Fragmento:
= = = = =
Porque buscaba el bien integral del hombre fundó, la USCA, la JOC y el Ateneo Popular de Versailles (Capital Federal). Porque respetaba al hombre no formó cristianos cortados por la misma tijera, encorsetados en los mismos moldes, ensimismados en su torre de marfil y con exclusivismos mesiánicos. Sus predilectos de siempre fueron los pobres de todo tipo a quienes atendía personalmente y día a día; para ellos levantó y equipó una capilla en una villa de emergencia.

Dios y el hombre: ambos concretos y determinados.

El Dios: Uno y Trino de la Revelación, Jesucristo, el Hijo de Dios e Hijo del Hombre; la única Iglesia fundada por Él: la fidelidad en el testimonio y transmisión de la doctrina auténtica y el celo por la propagación y el desarrollo del Reino de Dios en la tierra.

El hombre: real de carne y hueso, que tenía adelante y que estaba carenciado de verdad, de gracia o de pan; y los que vivían junto a él formando la Patria; y todos los hombres de este tiempo, víctimas de la hidra de mil cabezas: la revolución mundial; y todos los hombres, de ahora y de mañana, miembros en acto o en potencia del Cuerpo Místico.
= = = = =
Datos proporcionados:
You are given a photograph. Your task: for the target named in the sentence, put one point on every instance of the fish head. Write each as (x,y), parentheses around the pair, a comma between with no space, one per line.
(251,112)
= = = = =
El problema: Copia la parte del fragmento que empieza con las palabras "El Dios: Uno" y termina con "del Cuerpo Místico.", y reemplaza "Patria" por "Nación". Responde usando únicamente el fragmento.

Respuesta escrita:
El Dios: Uno y Trino de la Revelación, Jesucristo, el Hijo de Dios e Hijo del Hombre; la única Iglesia fundada por Él: la fidelidad en el testimonio y transmisión de la doctrina auténtica y el celo por la propagación y el desarrollo del Reino de Dios en la tierra.

El hombre: real de carne y hueso, que tenía adelante y que estaba carenciado de verdad, de gracia o de pan; y los que vivían junto a él formando la Nación; y todos los hombres de este tiempo, víctimas de la hidra de mil cabezas: la revolución mundial; y todos los hombres, de ahora y de mañana, miembros en acto o en potencia del Cuerpo Místico.